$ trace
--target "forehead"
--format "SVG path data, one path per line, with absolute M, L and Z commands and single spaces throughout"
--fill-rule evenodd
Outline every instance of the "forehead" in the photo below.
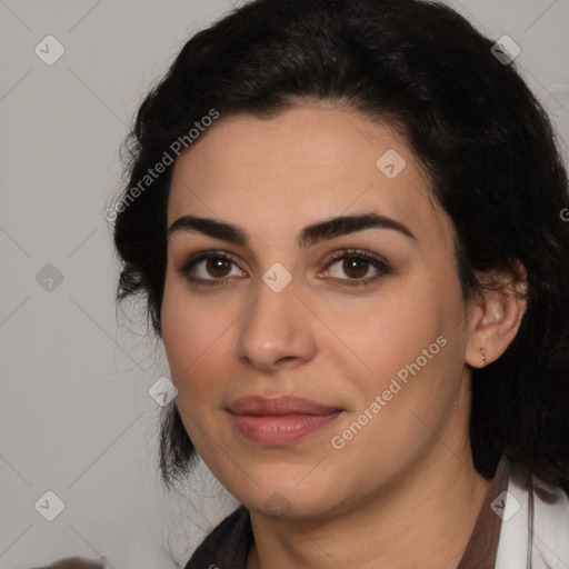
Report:
M 449 229 L 419 160 L 395 130 L 318 104 L 273 119 L 220 117 L 174 164 L 168 223 L 217 217 L 261 234 L 362 210 L 406 220 L 411 230 L 422 226 L 432 238 Z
•••••
● OBJECTIVE
Copy every item above word for word, leaving out the pictures.

● RESPONSE TO THE TASK
$ trace
--target "forehead"
--format "SVG path data, one path per line, with absolute M, L and Z commands and single spaces throughout"
--fill-rule evenodd
Outline every instance of the "forehead" in the photo below.
Report:
M 449 229 L 419 160 L 395 130 L 318 104 L 273 119 L 220 117 L 174 164 L 168 223 L 217 217 L 261 234 L 362 210 L 406 220 L 411 230 L 422 226 L 432 238 Z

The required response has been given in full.